** TASK DATA follows **

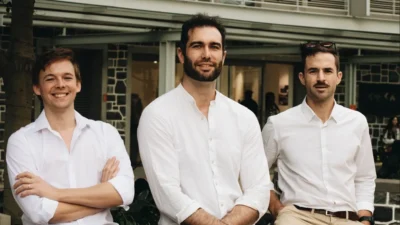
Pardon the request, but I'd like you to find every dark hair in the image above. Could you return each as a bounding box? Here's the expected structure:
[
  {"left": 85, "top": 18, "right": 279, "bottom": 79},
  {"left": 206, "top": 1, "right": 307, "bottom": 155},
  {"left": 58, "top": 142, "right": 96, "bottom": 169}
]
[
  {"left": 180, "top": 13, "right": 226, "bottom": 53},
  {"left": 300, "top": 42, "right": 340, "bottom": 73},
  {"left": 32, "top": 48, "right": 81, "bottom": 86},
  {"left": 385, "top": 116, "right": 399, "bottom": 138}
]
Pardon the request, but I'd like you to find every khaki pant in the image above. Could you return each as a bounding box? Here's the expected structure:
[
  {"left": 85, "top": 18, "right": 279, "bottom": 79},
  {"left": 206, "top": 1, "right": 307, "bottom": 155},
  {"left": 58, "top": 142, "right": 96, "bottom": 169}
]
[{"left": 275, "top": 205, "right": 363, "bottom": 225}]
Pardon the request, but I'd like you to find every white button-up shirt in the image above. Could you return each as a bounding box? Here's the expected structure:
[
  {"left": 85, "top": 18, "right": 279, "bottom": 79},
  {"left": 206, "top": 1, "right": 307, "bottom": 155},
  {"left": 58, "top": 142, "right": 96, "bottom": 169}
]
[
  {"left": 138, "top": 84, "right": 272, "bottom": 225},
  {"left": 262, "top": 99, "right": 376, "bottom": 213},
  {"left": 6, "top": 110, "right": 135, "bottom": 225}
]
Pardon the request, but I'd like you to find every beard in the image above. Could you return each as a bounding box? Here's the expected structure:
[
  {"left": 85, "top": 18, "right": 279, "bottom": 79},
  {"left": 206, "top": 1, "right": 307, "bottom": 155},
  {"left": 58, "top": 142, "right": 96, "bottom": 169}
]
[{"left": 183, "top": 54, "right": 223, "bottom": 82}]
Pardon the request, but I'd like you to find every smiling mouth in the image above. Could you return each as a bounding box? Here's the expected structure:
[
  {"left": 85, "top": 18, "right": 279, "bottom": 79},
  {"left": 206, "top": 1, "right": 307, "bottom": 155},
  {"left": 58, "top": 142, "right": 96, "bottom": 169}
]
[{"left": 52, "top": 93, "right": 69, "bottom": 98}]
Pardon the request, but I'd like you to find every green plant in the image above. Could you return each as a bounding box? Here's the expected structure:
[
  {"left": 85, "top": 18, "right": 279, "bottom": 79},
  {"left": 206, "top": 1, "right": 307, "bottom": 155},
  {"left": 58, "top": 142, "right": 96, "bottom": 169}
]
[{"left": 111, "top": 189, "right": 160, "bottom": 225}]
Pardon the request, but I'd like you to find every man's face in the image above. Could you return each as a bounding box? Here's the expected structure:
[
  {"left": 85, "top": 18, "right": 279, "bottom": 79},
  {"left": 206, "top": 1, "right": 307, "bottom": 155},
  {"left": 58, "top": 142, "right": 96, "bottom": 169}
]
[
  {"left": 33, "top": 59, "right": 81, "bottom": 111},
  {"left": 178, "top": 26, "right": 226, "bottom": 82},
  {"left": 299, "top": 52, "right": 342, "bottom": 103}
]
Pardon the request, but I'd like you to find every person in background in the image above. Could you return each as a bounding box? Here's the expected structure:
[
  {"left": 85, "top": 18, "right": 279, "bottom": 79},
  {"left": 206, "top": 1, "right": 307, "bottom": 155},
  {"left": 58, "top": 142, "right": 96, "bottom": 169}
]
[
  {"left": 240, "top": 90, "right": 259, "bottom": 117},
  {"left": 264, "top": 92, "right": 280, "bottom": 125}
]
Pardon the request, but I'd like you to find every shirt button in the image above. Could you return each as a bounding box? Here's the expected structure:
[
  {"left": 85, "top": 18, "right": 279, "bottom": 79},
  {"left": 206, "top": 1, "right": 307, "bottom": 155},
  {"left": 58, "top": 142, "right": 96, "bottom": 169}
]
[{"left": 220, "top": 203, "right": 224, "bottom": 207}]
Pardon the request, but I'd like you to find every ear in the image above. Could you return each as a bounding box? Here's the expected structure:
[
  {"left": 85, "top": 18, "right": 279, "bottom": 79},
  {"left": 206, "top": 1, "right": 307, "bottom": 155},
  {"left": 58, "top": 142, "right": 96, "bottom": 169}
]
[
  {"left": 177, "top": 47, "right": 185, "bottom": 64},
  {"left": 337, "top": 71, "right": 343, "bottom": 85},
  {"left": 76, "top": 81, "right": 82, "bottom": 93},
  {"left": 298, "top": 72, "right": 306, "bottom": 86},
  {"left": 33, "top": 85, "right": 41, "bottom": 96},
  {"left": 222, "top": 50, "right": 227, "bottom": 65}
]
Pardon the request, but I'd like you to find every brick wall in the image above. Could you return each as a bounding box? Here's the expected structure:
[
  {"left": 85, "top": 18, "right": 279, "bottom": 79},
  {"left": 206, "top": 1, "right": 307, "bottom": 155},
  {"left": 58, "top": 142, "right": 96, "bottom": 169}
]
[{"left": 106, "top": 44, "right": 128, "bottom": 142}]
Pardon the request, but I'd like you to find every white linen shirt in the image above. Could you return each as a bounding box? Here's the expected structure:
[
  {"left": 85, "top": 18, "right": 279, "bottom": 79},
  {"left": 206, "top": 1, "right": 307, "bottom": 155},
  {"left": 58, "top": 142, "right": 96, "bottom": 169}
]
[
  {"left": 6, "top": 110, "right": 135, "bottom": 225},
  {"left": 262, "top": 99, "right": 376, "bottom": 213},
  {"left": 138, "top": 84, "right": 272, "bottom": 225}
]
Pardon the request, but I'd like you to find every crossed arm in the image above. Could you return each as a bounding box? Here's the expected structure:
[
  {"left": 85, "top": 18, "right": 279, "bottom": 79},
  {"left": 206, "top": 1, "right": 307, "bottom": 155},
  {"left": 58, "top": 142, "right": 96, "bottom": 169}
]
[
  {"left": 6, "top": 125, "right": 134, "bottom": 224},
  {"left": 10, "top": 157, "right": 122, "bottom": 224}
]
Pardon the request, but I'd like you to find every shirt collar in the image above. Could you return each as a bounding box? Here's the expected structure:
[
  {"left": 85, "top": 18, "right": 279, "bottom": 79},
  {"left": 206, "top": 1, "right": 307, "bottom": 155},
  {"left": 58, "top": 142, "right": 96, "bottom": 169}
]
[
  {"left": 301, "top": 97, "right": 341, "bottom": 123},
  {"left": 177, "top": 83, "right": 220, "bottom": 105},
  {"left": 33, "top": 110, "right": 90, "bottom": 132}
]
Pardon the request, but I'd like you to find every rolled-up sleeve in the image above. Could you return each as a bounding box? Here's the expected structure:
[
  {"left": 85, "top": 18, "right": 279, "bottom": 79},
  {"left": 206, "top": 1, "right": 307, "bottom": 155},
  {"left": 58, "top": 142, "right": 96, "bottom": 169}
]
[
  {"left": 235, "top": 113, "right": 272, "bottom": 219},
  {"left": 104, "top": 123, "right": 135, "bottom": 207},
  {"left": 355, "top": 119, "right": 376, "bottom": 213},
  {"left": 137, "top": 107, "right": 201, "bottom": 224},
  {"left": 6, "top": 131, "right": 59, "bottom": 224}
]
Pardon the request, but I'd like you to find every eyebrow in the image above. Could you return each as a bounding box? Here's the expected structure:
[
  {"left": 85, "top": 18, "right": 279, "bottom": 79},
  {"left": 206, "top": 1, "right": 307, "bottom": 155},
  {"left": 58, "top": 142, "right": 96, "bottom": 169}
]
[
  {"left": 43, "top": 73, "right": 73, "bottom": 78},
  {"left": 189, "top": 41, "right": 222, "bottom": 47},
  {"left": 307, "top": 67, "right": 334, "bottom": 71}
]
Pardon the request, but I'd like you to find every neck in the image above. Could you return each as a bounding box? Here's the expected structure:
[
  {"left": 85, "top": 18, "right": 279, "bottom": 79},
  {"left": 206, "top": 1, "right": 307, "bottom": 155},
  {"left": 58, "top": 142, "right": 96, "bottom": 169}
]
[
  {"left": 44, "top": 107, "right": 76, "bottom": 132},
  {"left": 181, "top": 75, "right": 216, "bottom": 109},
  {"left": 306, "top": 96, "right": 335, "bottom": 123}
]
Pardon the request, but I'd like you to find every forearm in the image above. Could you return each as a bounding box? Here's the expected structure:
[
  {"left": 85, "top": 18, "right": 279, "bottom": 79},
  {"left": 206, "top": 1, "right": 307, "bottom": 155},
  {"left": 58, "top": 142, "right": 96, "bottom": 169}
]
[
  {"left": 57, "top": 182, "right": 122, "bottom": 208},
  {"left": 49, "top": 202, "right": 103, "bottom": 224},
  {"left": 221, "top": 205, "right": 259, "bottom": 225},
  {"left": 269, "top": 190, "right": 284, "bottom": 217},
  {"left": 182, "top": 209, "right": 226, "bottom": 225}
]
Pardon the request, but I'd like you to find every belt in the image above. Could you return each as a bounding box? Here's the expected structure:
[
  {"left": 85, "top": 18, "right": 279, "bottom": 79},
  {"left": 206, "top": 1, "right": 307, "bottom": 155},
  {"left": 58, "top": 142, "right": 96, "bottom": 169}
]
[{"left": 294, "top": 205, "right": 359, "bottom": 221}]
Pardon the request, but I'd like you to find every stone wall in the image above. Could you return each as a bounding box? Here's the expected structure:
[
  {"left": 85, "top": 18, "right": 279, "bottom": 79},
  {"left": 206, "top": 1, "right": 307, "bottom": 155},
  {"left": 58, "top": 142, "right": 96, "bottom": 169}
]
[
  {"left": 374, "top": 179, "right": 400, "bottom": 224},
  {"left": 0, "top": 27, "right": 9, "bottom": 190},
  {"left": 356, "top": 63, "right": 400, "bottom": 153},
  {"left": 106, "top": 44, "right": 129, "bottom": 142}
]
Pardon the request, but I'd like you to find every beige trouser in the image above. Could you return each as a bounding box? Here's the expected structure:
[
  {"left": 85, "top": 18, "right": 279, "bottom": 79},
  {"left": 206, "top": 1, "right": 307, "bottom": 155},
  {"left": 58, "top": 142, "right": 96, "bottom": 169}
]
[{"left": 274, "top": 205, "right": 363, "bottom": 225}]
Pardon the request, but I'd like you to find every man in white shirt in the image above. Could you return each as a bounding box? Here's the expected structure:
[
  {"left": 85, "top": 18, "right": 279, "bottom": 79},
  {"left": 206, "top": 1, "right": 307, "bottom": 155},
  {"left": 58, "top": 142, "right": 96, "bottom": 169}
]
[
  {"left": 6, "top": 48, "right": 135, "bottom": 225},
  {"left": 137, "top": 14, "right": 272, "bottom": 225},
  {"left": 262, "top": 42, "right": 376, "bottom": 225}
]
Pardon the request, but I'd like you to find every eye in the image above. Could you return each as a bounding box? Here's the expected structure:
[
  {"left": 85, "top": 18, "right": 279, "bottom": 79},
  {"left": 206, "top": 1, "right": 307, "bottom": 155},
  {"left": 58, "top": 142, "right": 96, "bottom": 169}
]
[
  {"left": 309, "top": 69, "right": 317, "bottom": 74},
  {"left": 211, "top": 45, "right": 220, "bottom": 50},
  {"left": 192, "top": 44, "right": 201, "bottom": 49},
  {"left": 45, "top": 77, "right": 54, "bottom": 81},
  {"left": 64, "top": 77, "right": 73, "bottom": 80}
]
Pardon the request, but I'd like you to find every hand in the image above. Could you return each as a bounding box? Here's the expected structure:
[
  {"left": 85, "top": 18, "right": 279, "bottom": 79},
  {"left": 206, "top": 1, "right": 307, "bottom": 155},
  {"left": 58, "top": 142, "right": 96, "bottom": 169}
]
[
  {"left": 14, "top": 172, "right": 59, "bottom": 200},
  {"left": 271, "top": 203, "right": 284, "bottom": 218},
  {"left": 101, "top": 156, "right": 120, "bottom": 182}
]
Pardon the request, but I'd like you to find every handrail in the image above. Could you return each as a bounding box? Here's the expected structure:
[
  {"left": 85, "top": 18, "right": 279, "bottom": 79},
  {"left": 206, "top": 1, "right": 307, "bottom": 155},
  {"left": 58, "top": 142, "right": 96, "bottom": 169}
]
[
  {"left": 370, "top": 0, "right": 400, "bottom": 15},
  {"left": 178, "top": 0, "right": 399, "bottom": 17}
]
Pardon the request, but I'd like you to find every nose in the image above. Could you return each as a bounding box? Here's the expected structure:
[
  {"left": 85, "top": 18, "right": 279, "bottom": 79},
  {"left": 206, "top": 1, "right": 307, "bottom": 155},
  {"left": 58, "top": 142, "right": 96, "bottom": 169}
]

** End of TASK DATA **

WORK ORDER:
Show the lines in the entries above that include the string "button".

TASK SOLUTION:
Pardon the request, but I'd like you to find every white button-up shirt in the image above. Could you return each as a bounding box? Here's the expected structure:
Pardon the request, but I'd like you to find every shirt button in the image above. Could you return each as a bounding box? Here's the expected structure:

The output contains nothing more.